▶ INSTRUCTION 1
Do the following statements agree with the muni-bond passage? For each, answer yes or no and quote the words of the passage that decide it.
(a) The largest muni-bond fund lost 3.4 percent in November.
(b) Managers expect returns to be higher than in past years.
(c) In November, prices for all types of bonds rose.
▶ INSTRUCTION 2
Using the muni-bond passage, what are the answers to these questions?
(a) How much of their losses have muni funds clawed back since November?
(b) What position does Hugh McGuirk hold?
(c) From what taxes can the income that municipal bonds pay be exempted?
▶ INSTRUCTION 3
Carry the muni-bond passage forward from its last sentence.

▶ SELECTION
·····
The latest struck in November, when the largest muni-bond fund had its worst month since the 2008 financial crisis. It lost 3.4 percent on worries that the incoming White House and Congress would cut tax rates and pursue other moves that could weaken muni bonds’ appeal. Since then, though, muni funds have clawed back about half their losses and look to be on their way to erasing yet another downturn.
Looking ahead, muni fund managers say they expect the market to remain interesting. Volatility will likely remain as Washington continues to debate changes to the tax system. Returns, meanwhile, will likely be lower than in past years, but managers say they can still grind out modest gains.
“What the last two years have taught us is: Don’t panic,” said Hugh McGuirk, head of municipal bonds at T. Rowe Price.
Few were taking that advice in November, when prices for all types of bonds fell on expectations that faster economic growth and inflation may be on the way.
Munis fell even more on fears that some proposals would directly hit the market, chiefly a rewrite of the tax code. The income that municipal bonds pay can be exempted from income taxes. Tax reform could put the exemption in the cross hairs.
·····
▶ GIVEN INFORMATION
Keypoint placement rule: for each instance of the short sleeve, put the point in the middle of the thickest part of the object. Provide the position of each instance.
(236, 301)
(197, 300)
·····
▶ RIGHT ANSWER 1
(a) Yes: "It lost 3.4 percent"
(b) No: "Returns, meanwhile, will likely be lower than in past years"
(c) No: "prices for all types of bonds fell"

▶ RIGHT ANSWER 2
(a) About half
(b) Head of municipal bonds at T. Rowe Price
(c) Income taxes

▶ RIGHT ANSWER 3
It’s becoming clear that change could be slower to occur in Washington than initially expected, if it happens at all.
Even if tax reform and an infrastructure program do pass, the effects may not be as bad for the market as many had feared. A drop in the top tax rate would likely hurt muni bond prices but doesn’t have to be a catastrophe. Munis held their own after President George W. Bush enacted tax cuts in 2001, for example.
Now, regular investors are coming back to the market. They have put more money into muni funds than they have taken out for three straight months, after fleeing in November and December.
So, how much is fair for them to expect in returns?
One benchmark index that many muni funds follow has already returned close to 1.7 percent in the first quarter of the year. Don’t except that every quarter.